Provided records.
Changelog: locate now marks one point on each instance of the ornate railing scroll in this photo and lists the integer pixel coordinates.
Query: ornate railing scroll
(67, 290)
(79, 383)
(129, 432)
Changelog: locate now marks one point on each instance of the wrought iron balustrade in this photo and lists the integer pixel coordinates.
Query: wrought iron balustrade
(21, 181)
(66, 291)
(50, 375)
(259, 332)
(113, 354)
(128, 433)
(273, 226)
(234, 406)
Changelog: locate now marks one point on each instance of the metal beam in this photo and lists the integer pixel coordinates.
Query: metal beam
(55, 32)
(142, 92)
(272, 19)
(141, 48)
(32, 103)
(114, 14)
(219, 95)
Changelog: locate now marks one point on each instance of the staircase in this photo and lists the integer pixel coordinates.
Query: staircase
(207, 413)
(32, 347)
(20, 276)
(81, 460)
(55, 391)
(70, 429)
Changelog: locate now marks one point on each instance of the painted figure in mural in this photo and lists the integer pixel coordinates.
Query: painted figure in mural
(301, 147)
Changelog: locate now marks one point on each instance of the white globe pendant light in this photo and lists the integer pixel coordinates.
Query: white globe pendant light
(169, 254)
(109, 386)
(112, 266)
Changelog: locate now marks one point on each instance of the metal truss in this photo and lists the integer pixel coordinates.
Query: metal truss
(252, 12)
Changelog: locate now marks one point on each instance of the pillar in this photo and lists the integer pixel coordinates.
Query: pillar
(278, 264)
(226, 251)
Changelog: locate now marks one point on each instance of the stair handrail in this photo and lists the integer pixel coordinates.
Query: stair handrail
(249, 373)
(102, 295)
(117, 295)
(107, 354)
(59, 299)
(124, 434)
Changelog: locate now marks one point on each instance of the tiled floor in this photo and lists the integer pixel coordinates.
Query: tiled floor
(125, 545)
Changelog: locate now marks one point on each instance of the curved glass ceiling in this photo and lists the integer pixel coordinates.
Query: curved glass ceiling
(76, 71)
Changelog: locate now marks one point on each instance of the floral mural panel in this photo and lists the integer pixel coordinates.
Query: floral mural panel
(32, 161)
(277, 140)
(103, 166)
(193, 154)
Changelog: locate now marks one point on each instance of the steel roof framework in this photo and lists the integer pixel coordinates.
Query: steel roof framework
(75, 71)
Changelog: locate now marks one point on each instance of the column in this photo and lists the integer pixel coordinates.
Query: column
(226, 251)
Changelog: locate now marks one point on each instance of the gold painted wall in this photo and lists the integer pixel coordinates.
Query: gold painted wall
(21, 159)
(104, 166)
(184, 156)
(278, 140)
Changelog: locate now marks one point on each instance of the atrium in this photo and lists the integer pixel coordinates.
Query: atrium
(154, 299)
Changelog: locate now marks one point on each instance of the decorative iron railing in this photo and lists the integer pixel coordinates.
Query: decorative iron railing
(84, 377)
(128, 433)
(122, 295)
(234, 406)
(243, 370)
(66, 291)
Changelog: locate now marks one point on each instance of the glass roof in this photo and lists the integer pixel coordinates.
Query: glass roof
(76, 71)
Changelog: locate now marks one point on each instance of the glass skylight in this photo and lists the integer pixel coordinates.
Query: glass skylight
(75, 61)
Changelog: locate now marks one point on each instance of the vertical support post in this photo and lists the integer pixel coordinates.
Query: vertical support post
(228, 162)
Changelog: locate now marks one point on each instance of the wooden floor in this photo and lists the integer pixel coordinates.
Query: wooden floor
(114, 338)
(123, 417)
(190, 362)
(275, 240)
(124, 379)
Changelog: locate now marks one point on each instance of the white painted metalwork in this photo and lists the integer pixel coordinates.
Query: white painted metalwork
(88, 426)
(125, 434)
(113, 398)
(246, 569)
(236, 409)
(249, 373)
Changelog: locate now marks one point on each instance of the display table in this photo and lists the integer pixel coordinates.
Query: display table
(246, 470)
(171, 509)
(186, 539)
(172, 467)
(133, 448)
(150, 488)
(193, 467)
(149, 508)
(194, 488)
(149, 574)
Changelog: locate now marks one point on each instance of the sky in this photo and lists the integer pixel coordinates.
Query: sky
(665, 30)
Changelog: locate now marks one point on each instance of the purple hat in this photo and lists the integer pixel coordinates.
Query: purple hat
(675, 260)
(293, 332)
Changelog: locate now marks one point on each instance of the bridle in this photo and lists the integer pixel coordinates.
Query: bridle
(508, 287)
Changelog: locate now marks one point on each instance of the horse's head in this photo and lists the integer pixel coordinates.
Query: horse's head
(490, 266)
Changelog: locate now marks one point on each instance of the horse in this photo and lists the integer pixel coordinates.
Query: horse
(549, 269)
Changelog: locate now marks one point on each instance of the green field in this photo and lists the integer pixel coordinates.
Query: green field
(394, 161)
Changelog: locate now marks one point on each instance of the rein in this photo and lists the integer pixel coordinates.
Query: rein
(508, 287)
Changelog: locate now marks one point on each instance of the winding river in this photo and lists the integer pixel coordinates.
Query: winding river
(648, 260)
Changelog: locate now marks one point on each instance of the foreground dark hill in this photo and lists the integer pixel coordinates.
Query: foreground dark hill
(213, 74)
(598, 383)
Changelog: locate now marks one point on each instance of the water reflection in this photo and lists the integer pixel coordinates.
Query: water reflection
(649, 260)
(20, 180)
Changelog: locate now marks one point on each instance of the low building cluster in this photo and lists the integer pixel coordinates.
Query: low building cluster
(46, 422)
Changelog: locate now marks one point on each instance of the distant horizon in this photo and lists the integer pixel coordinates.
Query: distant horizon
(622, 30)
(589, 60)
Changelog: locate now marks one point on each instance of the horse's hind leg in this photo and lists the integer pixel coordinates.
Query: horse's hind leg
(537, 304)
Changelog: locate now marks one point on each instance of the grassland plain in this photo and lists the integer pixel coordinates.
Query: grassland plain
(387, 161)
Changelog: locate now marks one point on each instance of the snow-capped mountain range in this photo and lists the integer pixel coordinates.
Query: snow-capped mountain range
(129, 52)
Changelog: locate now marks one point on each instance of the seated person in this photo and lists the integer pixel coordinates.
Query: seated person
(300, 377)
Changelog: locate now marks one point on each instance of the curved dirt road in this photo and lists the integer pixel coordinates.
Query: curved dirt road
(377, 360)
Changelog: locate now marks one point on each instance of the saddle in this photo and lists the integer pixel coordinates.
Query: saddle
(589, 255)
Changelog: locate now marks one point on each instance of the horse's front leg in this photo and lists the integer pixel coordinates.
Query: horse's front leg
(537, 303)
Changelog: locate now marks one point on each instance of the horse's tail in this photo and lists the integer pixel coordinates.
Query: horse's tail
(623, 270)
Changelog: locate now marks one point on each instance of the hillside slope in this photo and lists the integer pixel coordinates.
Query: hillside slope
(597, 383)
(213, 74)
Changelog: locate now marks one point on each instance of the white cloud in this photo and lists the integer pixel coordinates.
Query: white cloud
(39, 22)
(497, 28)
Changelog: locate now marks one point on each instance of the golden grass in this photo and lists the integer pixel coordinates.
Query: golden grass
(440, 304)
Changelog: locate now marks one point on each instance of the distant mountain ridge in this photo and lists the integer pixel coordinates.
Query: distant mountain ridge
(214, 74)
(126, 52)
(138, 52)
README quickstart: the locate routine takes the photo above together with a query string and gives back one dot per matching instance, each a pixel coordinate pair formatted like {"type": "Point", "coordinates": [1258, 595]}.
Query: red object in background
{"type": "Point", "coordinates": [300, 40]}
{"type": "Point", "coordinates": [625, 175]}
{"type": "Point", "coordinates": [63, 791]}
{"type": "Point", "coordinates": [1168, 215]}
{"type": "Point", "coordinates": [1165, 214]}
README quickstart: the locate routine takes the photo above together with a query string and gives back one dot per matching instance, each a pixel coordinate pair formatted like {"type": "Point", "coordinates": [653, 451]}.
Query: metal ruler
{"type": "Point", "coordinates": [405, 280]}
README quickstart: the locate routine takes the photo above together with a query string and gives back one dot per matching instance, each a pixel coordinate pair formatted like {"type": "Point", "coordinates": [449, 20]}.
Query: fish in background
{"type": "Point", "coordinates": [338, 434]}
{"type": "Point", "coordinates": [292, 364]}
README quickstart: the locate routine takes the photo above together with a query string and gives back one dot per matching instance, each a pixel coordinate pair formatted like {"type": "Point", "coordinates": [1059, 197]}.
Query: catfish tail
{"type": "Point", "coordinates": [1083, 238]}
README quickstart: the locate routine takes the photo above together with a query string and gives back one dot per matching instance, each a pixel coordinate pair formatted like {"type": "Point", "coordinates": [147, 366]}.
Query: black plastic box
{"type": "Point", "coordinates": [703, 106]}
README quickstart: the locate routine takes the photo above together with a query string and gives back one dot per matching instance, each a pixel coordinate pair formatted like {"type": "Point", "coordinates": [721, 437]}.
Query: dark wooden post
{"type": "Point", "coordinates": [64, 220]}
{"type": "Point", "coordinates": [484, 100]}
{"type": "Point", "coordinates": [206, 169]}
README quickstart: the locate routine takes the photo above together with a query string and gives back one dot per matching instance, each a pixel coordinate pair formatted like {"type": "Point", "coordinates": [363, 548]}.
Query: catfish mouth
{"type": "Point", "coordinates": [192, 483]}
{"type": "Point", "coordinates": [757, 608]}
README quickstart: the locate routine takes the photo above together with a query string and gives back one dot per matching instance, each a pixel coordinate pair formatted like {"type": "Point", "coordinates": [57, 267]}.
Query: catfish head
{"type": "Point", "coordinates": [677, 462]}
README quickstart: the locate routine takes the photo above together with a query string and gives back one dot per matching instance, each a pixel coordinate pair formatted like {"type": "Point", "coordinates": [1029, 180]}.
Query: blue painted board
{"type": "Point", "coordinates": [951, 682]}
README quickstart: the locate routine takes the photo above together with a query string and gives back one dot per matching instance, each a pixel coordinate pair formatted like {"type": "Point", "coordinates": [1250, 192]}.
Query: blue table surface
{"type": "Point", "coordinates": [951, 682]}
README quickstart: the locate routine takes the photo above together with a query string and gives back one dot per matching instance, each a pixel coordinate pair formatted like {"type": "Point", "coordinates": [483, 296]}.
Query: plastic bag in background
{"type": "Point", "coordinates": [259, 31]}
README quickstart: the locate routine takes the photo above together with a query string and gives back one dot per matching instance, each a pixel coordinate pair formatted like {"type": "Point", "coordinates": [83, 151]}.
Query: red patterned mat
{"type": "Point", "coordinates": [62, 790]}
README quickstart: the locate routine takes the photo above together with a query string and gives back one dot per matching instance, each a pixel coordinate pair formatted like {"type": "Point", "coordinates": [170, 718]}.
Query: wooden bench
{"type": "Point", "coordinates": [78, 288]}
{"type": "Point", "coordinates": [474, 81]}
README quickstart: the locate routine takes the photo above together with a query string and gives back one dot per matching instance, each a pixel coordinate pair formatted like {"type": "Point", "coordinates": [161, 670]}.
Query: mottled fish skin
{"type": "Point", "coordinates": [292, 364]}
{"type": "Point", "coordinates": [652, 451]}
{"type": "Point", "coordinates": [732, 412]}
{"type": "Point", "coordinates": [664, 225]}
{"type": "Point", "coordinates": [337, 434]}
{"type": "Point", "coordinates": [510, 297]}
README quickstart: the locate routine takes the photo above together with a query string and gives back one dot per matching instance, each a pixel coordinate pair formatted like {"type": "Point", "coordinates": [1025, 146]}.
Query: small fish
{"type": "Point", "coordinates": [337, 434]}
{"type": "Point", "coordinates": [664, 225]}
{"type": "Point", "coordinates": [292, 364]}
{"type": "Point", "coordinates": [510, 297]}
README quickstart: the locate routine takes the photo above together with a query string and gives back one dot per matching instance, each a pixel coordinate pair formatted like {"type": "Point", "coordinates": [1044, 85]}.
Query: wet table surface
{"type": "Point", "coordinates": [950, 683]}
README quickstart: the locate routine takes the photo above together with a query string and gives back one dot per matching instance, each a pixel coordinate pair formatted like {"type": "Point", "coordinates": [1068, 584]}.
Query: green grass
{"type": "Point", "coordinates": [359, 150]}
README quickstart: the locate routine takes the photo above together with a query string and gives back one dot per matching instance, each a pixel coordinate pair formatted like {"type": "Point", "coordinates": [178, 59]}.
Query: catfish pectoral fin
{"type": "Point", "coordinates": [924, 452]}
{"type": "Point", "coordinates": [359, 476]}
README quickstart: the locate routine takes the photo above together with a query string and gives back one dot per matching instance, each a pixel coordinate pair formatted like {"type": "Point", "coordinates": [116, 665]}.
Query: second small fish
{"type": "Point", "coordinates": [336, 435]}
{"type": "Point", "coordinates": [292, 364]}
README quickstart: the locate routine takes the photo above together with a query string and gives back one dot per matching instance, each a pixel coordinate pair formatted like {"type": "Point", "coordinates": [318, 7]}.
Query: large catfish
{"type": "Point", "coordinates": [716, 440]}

Job.
Report each line in the items above that contains the string "pillar", copying every such line in full.

Reply to the task.
Changelog: locate now marks one point on each instance of the pillar in this photo and lists the integer pixel coordinates.
Query: pillar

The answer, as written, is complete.